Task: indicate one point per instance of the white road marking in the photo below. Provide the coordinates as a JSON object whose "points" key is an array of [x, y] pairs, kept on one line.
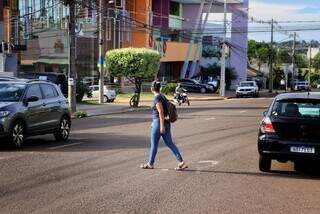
{"points": [[212, 162], [210, 118], [66, 145]]}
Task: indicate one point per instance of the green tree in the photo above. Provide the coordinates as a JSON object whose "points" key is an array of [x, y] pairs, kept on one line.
{"points": [[301, 61], [258, 52], [136, 64], [283, 56], [316, 62]]}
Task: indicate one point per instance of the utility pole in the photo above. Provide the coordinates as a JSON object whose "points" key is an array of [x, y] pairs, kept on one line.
{"points": [[271, 60], [72, 75], [223, 54], [310, 66], [101, 51], [293, 58], [191, 43]]}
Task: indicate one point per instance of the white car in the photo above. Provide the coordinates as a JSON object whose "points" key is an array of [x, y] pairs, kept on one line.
{"points": [[109, 94], [247, 88]]}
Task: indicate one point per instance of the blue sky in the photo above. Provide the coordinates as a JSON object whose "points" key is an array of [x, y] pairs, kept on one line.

════════════════════

• TASK INSTRUCTIONS: Please set down exactly the lines running from the one with "Task: indicate one point per instance of the white car" to the last line of the entries above, both of them included, and no others.

• SOLUTION:
Task: indicate one point per instance of the white car in the photo above. Provide the coordinates as a JSON object whose "points" key is an array of [x, y] pairs, kept on one line.
{"points": [[109, 94], [247, 88]]}
Task: indicate one point per instance of the blue sky in the photo above. Provide the coordinates as a JSON object whose "points" key is an array of [x, y] pairs, kept on one line.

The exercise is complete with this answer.